## Данные для задания
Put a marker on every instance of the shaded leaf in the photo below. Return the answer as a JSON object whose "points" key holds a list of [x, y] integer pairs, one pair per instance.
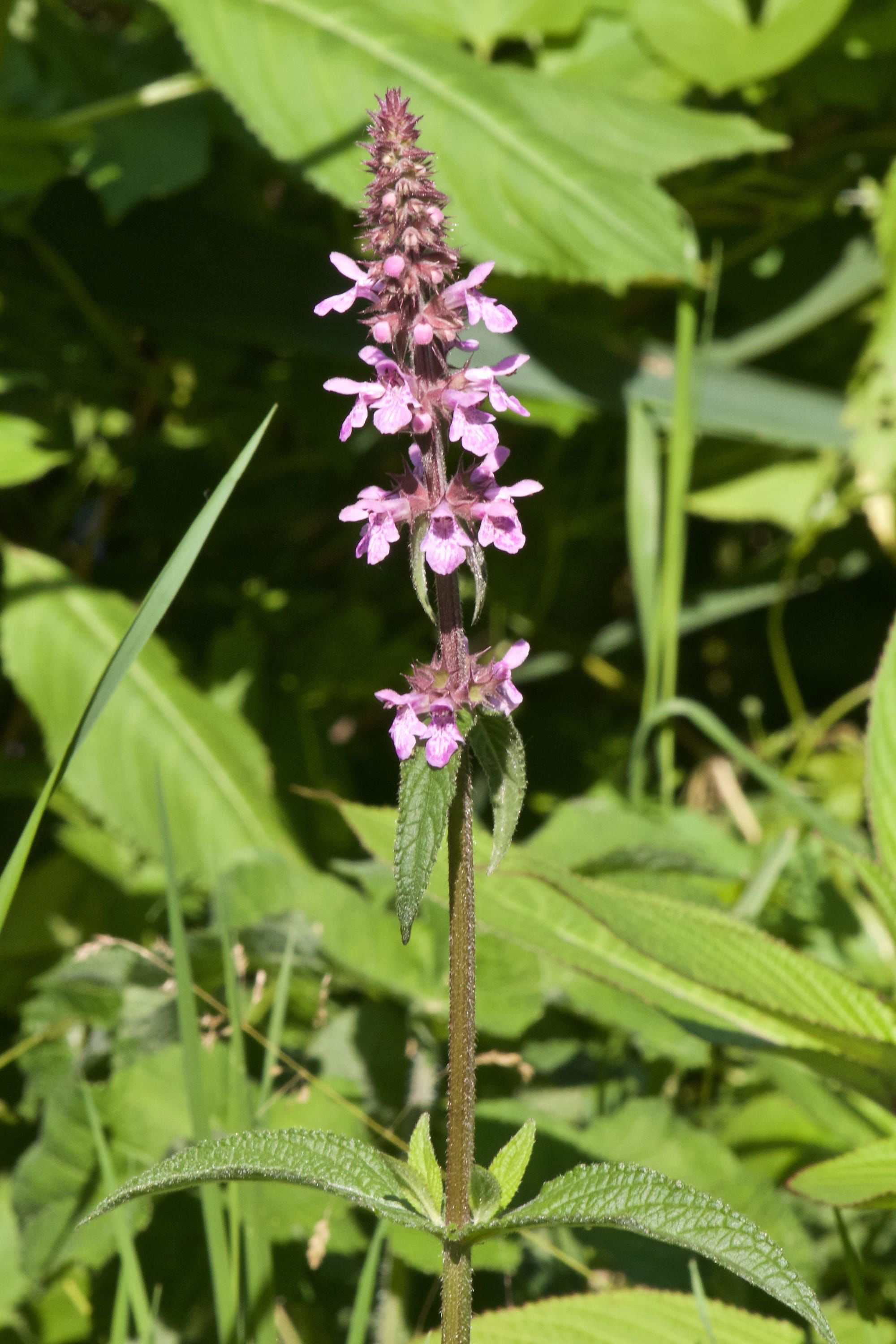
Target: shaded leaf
{"points": [[499, 749], [424, 801], [644, 1202]]}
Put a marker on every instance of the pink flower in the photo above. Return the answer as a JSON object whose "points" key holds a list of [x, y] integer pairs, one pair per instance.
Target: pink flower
{"points": [[390, 396], [361, 289], [495, 682], [381, 511], [443, 737], [480, 307], [487, 375], [406, 726], [445, 542], [500, 523]]}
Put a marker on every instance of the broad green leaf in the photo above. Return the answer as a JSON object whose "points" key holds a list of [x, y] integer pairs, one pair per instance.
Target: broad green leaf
{"points": [[499, 749], [424, 801], [310, 1158], [571, 178], [784, 494], [485, 1194], [418, 566], [628, 1316], [644, 1202], [22, 459], [866, 1176], [422, 1159], [57, 636], [124, 654], [882, 757], [509, 1164], [716, 43]]}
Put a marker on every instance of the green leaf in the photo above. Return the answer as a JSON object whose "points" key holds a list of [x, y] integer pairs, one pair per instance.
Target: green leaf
{"points": [[882, 757], [644, 1202], [422, 1159], [312, 1158], [120, 659], [418, 566], [424, 801], [509, 1164], [864, 1178], [634, 1315], [499, 749], [571, 178], [22, 459], [716, 43], [782, 494], [485, 1194]]}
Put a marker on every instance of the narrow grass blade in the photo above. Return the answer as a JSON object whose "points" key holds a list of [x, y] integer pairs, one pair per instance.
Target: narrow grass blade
{"points": [[366, 1288], [700, 1301], [211, 1198], [127, 1253], [702, 718], [276, 1026], [152, 609], [260, 1260]]}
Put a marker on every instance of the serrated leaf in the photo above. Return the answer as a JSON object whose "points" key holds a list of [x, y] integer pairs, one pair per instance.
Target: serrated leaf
{"points": [[485, 1194], [424, 800], [641, 1201], [311, 1158], [422, 1159], [866, 1178], [418, 566], [121, 655], [882, 757], [476, 562], [509, 1164], [571, 177], [634, 1315], [499, 749]]}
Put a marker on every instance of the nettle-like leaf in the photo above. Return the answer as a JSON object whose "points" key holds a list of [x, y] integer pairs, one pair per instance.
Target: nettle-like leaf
{"points": [[499, 749], [571, 178], [866, 1178], [645, 1202], [882, 756], [424, 800], [628, 1314], [312, 1158], [509, 1164]]}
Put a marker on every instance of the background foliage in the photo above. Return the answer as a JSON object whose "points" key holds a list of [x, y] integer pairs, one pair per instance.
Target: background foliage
{"points": [[704, 990]]}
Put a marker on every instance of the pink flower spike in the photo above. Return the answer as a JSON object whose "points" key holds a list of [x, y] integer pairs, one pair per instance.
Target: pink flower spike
{"points": [[361, 289], [445, 541], [444, 736]]}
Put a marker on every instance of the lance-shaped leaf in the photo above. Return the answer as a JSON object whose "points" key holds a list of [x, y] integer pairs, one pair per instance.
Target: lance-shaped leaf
{"points": [[424, 800], [499, 749], [641, 1201], [866, 1178], [332, 1163]]}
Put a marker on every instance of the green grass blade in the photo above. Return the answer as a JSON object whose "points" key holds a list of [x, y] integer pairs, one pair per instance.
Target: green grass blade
{"points": [[366, 1288], [152, 609], [211, 1198], [127, 1252], [702, 718], [260, 1260], [276, 1025]]}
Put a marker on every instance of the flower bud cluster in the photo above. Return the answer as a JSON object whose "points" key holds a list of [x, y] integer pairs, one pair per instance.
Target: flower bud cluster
{"points": [[424, 385]]}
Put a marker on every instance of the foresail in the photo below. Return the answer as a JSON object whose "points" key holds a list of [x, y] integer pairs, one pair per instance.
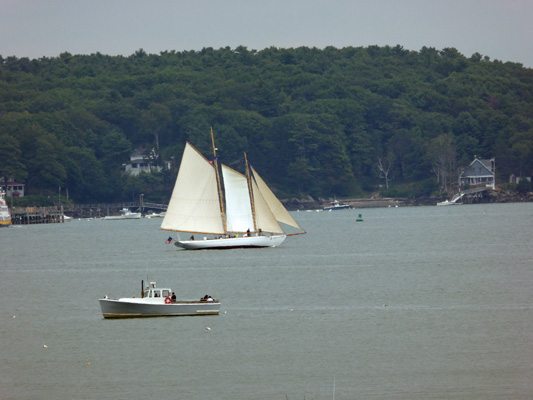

## Условие задания
Перепишите всё от строки с «Put a marker on every instance of the lance-shaped» и до конца данных целиком, ничего не опуская, но сместите каждую координату x и y на 105 вверх. Картинки в ответ не включайте.

## Полный ответ
Put a marker on every instance of the lance-shaped leaf in the photo above. Return the answer as a JSON object whose "points" key holds a list of [x, y] integer pairs, one pair per instance.
Target: lance-shaped leaf
{"points": [[529, 905], [604, 854], [746, 1306], [971, 1283], [437, 1268]]}
Put a marker on every instance of the green grass blade in the photo above. Return the answer as a JSON object whose "points" key holds a list of [x, y] integer pairs, one pair per instance.
Target: green grass blade
{"points": [[471, 1393], [257, 714], [316, 1303], [232, 1357], [807, 823], [365, 1365], [381, 1130]]}
Put a marker on every instance of the flower bud cluster in the photo above. Return the answer as a JSON object whose "points" key holds a list of [x, y] integer pairs, one pair per instance.
Target: flower bud cluster
{"points": [[529, 490]]}
Put a marker on every instance of the foresail in the photo below. Return the answer as a JSON object whose "points" key holds a list of [x, y] integer pairs, one pair per instance.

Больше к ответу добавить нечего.